Set task
Copy the data below word for word and leave out the pictures.

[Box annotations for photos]
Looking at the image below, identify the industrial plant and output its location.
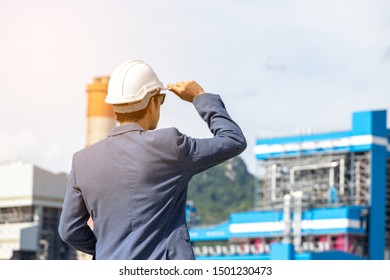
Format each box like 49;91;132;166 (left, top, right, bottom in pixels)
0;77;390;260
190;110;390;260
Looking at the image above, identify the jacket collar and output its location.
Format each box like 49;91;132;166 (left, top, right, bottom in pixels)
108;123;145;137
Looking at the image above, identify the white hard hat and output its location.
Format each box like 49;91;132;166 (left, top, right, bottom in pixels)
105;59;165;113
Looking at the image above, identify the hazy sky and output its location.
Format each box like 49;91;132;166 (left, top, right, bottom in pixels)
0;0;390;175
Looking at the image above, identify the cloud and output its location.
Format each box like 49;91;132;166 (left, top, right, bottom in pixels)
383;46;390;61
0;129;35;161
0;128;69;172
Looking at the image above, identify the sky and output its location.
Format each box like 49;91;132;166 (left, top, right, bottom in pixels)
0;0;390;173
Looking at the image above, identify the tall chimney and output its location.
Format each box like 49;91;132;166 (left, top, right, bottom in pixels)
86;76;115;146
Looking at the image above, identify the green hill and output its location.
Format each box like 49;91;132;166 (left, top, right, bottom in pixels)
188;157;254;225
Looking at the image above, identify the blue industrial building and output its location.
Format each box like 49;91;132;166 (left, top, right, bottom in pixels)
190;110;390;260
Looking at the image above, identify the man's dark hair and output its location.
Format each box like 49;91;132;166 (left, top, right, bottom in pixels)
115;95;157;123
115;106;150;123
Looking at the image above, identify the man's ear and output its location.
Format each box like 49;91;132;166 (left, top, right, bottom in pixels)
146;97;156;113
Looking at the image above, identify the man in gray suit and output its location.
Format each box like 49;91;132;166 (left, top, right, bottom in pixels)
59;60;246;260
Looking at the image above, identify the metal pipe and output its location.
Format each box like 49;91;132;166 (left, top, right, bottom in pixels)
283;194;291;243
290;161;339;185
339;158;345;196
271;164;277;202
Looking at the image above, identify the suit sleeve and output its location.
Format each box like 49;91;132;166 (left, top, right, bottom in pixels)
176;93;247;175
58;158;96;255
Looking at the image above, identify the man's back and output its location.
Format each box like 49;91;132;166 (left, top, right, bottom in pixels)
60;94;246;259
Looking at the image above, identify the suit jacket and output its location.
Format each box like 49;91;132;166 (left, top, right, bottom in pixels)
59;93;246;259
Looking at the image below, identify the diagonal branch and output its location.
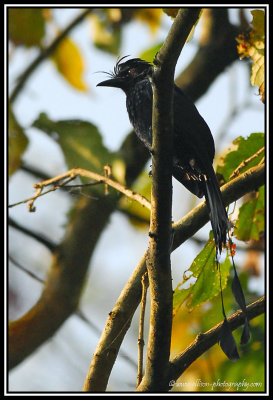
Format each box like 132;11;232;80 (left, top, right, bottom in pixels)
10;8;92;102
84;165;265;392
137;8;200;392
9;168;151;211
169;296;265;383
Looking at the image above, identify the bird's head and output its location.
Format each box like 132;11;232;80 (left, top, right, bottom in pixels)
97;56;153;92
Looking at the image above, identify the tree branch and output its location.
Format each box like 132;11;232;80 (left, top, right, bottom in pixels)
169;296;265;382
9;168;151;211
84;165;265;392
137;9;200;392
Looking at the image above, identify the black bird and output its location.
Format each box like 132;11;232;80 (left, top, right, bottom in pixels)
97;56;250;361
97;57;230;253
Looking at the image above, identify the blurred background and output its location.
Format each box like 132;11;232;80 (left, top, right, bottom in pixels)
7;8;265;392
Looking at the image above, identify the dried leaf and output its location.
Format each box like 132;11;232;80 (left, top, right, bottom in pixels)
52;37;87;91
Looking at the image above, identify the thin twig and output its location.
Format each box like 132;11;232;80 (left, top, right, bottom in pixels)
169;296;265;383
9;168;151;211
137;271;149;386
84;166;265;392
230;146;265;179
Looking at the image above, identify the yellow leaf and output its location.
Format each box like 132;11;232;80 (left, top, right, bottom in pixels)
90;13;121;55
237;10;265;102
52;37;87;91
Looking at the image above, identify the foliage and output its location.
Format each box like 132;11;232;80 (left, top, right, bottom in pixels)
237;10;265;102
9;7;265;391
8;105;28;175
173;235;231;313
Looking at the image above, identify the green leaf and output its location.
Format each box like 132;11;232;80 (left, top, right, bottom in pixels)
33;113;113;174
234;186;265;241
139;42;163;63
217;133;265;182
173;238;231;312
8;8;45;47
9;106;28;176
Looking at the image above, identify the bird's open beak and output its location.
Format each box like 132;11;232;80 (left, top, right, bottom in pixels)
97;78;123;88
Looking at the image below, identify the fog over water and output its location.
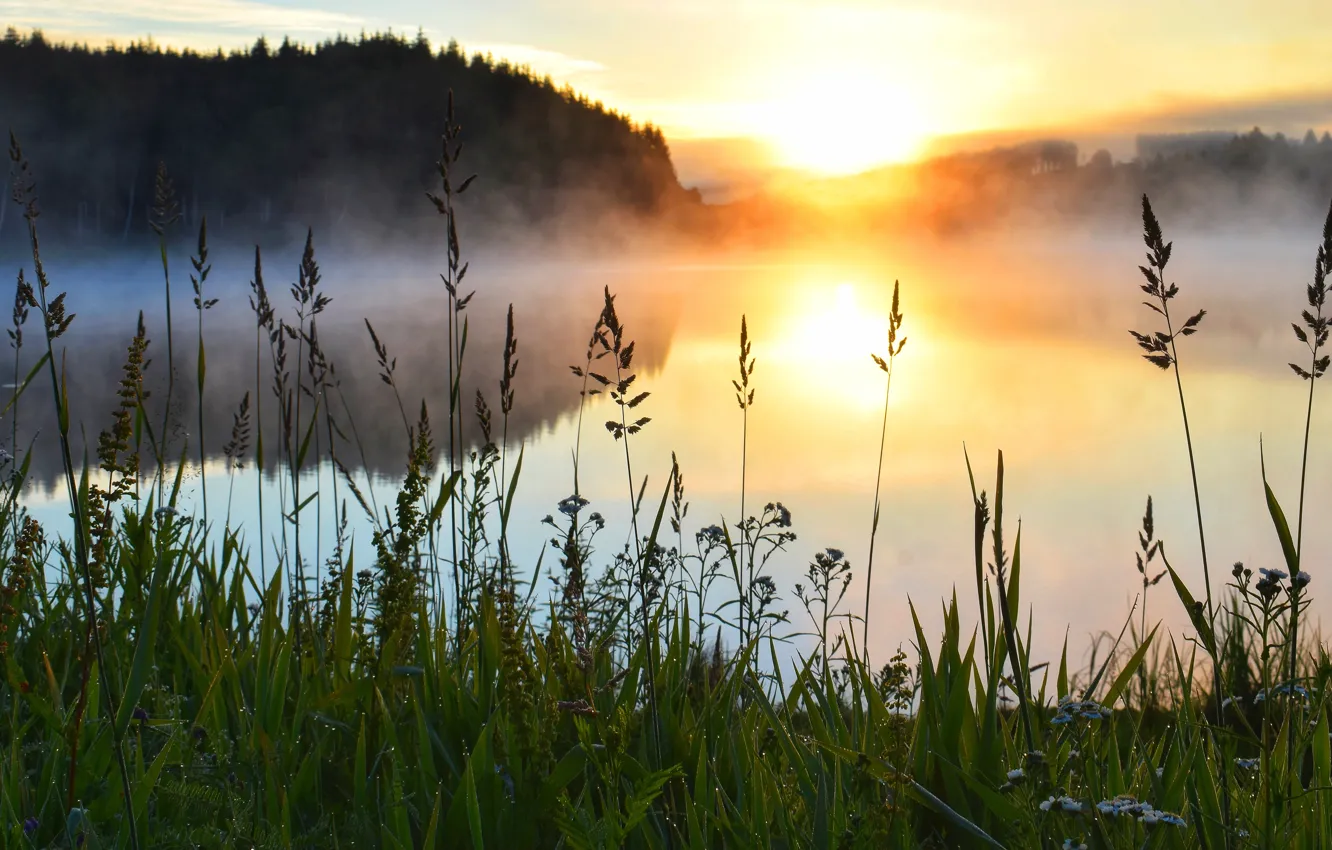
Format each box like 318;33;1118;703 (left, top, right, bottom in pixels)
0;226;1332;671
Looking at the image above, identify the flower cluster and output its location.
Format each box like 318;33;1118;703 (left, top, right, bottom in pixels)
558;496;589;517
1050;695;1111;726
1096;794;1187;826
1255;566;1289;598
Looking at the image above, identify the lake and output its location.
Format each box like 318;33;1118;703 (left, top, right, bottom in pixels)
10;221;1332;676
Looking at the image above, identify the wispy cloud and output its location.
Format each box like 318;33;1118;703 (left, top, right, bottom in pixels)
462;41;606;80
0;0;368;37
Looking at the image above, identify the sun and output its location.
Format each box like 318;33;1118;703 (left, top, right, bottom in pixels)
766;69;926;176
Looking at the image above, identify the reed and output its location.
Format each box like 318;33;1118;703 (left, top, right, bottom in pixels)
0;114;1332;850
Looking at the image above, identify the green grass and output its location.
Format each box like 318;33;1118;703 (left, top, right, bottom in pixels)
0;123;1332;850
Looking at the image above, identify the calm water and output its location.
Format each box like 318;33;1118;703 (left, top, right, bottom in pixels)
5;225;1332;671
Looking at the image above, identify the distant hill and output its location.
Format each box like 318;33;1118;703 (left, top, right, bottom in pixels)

The answer
Looking at the image below, identify the industrial plant and output its location.
Format each box like 49;91;132;166 (left, top, right, bottom in pixels)
0;77;390;260
190;110;390;260
Looking at the image above, identify the jacket collar and output its location.
Format each box like 49;91;132;166 (left, top, right, bottom in pixels)
108;123;145;137
Looking at the image above, identify the white hard hat and output its location.
Format each box like 49;91;132;166 (left, top, right, bottom in pixels)
105;59;165;113
Looking at the image above, identify the hazy sky and output its location.
Format each box like 49;91;132;166 (left, top, right, bottom in pixels)
0;0;390;175
Looking at the image above, identify the cloud and output its location.
Format each box like 49;91;132;166 (left, top, right, bottom in pixels)
383;46;390;61
0;129;35;161
0;128;69;172
Looking at the image above, identify the sky and output its location.
Format each box like 49;91;132;166 (left, top, right, bottom in pixels)
0;0;390;173
Looking at the image above, identify the tall chimney and output its location.
Format each box like 49;91;132;166 (left, top, right, bottom in pixels)
86;76;115;146
Looking at the image above, identify the green hill and output its location.
Format each box like 49;91;132;166 (left, top, right, bottom in pixels)
188;157;254;225
Looking at the image above, identify the blue industrial building and output its location.
Format each box like 49;91;132;166 (left, top, right, bottom in pixels)
190;110;390;260
Looking at the image above, identify the man's dark hair and output its location.
Format each box like 49;91;132;166 (left, top, right, bottom in pixels)
115;95;157;123
115;106;150;123
Looking at the image above, identify the man's ear and output its location.
Format each box like 49;91;132;166 (left, top, right, bottom in pixels)
146;97;156;113
Looking at the image above, identify the man in gray suit and output its location.
Format each box like 49;91;132;166 (left, top, right, bottom in pixels)
59;60;246;260
Looking at the image above, identify the metal pipe and output its location.
Format each box like 49;91;132;166 (left, top, right, bottom in pixels)
283;194;291;243
290;161;339;185
339;158;345;196
271;164;277;202
Looking at the image above, identify the suit sleeve and output its location.
Format each box like 49;91;132;166 (left, top, right, bottom in pixels)
176;93;247;175
58;158;96;255
Looking at the image above, identify the man's back and output its location.
Format each box like 49;91;132;166 (left, top, right, bottom in pixels)
60;94;246;259
Looking at the image above, identify the suit jacket and output its location.
Format each box like 49;91;132;166 (left, top, right, bottom in pixels)
59;93;246;259
Looking at the image below, identify the diagonal branch and output its location.
Format each box like 132;11;232;80 (left, top, right, bottom in pixels)
10;8;92;102
84;165;265;392
137;8;200;392
9;168;151;211
169;296;265;383
Looking at the image above, identify the bird's head and output its location.
Format each box like 132;11;232;80 (left, top, right, bottom in pixels)
97;56;153;92
Looking at the image above, identify the tree branch and output its location.
Format each box like 132;11;232;80 (left, top, right, bottom in pixels)
169;296;265;382
9;168;151;211
84;165;265;392
137;9;200;392
Looking at the image above, identify the black bird and output its location.
Format each box like 132;11;232;80 (left, top, right, bottom in pixels)
97;56;250;361
97;57;230;253
Looking at the image above, identify the blurred background and output its location.
Format each box like 132;11;232;80 (left, top, right, bottom in pixels)
7;8;265;392
Looking at the image above, identify the dried leaf and output its location.
Format each box like 132;11;232;80 (left, top, right, bottom in pixels)
52;37;87;91
Looking at the image above, identify the thin twig and output its location.
Format each box like 132;11;232;80 (left, top, right, bottom in pixels)
169;296;265;383
9;168;151;211
137;271;149;386
84;166;265;392
230;146;265;179
Looking at the image above, identify the yellow leaf and output its location.
Format each box like 132;11;232;80 (left, top, right, bottom in pixels)
90;13;121;55
237;10;265;102
52;37;87;91
Looking at the image above, identify the foliage and output its location.
Format each box like 132;11;232;80 (left, top, right, bottom in pixels)
237;10;265;102
9;7;265;391
8;105;28;175
173;235;231;313
Looking at the image above, identify the green leaf and output its location.
Format each box like 132;11;232;80 (left, top, right, bottom in pixels)
33;113;113;174
234;186;265;241
139;42;163;63
217;133;265;182
173;238;231;312
8;8;45;47
9;106;28;176
Looking at the image above, identify the bird's open beak and output its location.
Format each box like 132;11;232;80 (left, top, right, bottom in pixels)
97;78;123;88
Looking at the image below, identify the fog over water and output its location.
Format each box like 318;33;1118;703 (left, top, right, bottom in pixels)
0;226;1332;671
Looking at the image above, identify the flower cluster and output its location.
Format each box like 318;33;1118;703 (left, top, right, bottom in pixels)
558;496;589;517
1050;695;1111;726
1096;794;1187;826
1255;566;1289;598
Looking at the image above, identify the lake and output its location.
Format each box like 318;33;1118;703 (left, top, right, bottom in pixels)
10;221;1332;676
Looking at the image above, identify the wispy cloud and output its location.
Format each box like 318;33;1118;703 (left, top, right, bottom in pixels)
462;41;606;80
0;0;368;37
Looking at the image above, identify the sun and output its location.
Format each box like 318;33;1118;703 (left, top, right, bottom in pixels)
766;69;926;176
Looking at the image above, identify the reed and output its location.
Format each box like 318;33;1118;703 (left, top, right, bottom in pixels)
0;114;1332;850
Looking at the image above, identify the green grass and output its location.
Format each box like 318;33;1118;703 (left, top, right, bottom in pixels)
0;123;1332;850
Looking at the image above, identify the calm water and output its location.
Format each box like 318;33;1118;703 (left, top, right, bottom in pixels)
5;225;1332;671
Looking at the image above, identify the distant hill and output its location.
Format each box like 318;33;1118;703 (left, top, right, bottom in pixels)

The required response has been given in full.